_REQUEST_
How many lines in the rows below contain the string "tower"? Case counts, and give only the number.

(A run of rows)
——
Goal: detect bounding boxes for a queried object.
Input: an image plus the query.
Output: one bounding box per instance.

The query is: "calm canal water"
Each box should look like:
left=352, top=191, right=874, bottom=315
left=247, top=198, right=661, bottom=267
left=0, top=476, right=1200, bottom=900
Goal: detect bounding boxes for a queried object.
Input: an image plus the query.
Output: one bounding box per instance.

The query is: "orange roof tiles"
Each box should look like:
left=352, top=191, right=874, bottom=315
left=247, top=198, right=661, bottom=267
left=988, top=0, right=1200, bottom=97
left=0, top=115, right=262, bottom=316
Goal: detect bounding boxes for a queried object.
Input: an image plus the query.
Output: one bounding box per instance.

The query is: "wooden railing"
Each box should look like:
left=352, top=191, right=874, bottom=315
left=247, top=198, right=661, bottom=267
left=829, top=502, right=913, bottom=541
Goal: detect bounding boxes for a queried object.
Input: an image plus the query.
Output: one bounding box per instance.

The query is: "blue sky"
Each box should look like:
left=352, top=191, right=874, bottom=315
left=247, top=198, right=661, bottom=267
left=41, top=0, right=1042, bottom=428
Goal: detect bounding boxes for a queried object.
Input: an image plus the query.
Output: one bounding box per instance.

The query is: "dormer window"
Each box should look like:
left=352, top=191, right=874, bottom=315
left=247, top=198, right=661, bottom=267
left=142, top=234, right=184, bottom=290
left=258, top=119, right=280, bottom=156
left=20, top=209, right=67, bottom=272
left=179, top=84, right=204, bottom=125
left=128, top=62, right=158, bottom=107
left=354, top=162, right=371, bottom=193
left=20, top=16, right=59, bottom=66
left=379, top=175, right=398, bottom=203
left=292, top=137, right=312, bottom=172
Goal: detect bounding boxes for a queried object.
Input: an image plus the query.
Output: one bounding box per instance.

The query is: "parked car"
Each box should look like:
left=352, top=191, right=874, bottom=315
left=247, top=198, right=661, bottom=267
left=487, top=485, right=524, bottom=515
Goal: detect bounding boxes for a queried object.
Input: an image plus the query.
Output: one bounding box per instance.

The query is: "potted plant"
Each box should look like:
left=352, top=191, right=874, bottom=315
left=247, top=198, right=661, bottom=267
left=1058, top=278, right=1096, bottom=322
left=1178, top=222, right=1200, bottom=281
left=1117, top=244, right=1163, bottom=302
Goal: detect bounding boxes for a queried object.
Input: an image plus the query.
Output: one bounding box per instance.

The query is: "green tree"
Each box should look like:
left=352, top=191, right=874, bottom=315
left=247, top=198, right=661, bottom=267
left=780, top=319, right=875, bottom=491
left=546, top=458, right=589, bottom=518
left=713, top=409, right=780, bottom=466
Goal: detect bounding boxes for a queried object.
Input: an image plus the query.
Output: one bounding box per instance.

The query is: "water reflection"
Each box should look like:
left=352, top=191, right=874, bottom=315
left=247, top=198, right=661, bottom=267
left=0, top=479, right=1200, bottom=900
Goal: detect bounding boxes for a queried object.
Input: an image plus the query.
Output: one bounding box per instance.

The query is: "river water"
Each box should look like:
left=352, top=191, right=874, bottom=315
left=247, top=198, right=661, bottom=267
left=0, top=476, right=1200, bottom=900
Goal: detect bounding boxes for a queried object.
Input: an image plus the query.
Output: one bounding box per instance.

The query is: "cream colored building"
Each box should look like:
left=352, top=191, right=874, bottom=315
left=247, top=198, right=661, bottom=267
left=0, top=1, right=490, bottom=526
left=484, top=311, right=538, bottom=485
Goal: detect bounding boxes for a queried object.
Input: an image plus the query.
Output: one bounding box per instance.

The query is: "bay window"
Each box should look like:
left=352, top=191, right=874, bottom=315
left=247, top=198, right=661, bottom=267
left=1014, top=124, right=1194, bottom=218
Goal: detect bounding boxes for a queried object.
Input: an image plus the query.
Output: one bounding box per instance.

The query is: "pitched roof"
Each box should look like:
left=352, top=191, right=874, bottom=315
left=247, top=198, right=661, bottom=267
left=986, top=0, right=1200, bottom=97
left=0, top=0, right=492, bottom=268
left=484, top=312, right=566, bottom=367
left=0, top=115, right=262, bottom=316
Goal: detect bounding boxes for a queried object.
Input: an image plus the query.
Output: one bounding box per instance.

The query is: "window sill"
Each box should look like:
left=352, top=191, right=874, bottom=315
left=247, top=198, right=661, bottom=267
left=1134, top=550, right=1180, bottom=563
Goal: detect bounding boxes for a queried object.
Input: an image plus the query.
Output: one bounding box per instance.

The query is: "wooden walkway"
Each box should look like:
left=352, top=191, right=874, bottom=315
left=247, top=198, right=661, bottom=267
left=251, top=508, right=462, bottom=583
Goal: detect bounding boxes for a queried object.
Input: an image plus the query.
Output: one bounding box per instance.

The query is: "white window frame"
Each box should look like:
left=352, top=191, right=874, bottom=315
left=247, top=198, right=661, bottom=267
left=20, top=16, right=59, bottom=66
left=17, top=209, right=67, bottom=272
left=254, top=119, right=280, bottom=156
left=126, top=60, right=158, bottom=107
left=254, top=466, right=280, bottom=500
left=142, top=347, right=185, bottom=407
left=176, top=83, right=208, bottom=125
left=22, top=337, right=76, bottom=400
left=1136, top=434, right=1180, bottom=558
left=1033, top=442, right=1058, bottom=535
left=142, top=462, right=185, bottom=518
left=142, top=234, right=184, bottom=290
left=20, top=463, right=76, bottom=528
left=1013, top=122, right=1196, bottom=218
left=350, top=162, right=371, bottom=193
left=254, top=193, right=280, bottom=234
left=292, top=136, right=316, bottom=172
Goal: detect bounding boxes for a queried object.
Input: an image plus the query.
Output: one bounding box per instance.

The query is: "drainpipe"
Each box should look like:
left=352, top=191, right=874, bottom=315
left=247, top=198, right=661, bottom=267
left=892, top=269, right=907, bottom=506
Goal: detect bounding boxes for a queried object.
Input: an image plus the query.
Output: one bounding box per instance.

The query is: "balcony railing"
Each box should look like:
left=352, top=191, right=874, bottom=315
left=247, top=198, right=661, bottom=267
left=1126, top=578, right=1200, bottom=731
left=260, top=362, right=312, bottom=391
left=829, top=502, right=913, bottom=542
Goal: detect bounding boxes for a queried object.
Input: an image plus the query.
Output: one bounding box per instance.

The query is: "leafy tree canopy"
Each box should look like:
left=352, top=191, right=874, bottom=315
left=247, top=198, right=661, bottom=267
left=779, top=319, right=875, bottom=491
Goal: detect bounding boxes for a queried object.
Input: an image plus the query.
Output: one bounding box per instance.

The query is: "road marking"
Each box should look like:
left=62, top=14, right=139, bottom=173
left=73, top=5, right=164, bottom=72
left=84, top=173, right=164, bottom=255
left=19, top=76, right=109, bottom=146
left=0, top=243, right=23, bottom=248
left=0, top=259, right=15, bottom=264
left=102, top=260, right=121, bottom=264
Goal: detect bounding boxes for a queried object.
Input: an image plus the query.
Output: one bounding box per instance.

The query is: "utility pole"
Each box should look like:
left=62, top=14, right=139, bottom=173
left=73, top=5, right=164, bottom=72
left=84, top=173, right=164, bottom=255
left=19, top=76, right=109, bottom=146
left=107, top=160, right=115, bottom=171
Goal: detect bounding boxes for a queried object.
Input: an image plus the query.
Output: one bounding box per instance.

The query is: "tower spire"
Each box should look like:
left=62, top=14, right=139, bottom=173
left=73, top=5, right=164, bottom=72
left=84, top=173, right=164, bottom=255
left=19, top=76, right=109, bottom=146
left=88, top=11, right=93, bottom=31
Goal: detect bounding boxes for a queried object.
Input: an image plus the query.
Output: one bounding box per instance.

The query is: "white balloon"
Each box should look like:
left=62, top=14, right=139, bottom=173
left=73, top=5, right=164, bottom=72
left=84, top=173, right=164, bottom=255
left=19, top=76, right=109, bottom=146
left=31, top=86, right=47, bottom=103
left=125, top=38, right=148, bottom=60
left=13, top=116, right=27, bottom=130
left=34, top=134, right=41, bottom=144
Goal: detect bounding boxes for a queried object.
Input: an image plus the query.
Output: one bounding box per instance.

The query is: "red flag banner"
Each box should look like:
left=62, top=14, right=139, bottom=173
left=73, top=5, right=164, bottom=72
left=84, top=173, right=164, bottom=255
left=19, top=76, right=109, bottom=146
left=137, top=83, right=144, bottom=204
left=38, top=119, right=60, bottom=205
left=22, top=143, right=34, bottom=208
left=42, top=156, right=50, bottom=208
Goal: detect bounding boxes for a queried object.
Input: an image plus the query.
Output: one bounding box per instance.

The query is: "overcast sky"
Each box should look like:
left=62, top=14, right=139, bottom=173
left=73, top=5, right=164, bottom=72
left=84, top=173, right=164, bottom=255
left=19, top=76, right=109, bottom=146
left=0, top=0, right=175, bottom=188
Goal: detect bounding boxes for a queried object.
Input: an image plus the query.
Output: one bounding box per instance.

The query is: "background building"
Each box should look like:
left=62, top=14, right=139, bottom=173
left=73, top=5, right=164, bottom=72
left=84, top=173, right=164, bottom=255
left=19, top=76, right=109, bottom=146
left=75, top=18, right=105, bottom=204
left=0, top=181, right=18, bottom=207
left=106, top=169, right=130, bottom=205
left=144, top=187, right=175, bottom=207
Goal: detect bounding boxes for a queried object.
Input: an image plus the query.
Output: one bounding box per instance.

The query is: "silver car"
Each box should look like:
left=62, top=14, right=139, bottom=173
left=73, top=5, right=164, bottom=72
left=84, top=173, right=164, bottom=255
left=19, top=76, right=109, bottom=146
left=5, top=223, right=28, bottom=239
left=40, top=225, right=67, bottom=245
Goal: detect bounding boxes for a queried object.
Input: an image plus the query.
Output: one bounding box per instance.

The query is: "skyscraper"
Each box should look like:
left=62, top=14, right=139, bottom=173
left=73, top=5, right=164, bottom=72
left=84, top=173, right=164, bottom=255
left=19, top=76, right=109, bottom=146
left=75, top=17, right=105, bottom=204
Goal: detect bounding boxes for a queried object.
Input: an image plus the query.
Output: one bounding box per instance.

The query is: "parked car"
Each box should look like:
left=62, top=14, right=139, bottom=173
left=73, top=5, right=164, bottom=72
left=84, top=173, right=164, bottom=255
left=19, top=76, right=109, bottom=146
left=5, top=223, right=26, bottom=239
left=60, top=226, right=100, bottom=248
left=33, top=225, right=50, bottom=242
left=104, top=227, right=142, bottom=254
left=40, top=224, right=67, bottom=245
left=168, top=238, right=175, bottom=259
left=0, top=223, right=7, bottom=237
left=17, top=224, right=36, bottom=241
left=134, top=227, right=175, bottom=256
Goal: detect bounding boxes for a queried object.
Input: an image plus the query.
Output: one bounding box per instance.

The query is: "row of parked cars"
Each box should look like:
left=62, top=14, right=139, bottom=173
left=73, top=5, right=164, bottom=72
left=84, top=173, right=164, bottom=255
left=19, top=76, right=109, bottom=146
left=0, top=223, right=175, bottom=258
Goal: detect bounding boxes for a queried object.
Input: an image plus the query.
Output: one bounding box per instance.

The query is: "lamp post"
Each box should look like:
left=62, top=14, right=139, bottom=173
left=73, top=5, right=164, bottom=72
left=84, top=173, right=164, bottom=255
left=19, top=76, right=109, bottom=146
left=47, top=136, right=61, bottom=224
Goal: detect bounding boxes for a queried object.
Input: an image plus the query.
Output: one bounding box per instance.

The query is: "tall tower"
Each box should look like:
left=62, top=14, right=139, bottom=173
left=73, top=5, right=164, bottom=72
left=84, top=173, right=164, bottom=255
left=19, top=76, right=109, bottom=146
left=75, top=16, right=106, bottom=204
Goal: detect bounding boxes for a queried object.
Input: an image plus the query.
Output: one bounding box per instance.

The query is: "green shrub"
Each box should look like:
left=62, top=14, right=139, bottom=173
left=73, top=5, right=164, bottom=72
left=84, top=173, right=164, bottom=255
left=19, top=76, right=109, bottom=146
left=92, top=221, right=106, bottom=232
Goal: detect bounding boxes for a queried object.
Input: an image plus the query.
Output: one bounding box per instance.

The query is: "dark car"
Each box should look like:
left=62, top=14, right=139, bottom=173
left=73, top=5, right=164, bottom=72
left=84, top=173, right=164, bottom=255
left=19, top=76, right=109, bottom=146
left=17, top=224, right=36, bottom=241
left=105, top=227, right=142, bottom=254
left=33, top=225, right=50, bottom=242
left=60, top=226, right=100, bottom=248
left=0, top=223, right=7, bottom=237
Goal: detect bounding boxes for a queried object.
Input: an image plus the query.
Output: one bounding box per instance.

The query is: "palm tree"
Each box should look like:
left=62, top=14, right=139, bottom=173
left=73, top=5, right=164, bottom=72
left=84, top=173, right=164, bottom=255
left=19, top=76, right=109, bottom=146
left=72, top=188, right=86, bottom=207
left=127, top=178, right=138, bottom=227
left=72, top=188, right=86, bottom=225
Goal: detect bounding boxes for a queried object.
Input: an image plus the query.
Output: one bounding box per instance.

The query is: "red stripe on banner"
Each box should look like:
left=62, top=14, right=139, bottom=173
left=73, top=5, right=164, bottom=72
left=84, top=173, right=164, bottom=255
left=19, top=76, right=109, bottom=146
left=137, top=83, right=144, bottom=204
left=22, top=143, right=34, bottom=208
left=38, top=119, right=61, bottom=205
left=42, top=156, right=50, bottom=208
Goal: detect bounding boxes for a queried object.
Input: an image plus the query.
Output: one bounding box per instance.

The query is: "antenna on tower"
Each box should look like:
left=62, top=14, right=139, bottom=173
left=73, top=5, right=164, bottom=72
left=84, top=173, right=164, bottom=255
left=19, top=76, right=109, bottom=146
——
_THE ANSWER_
3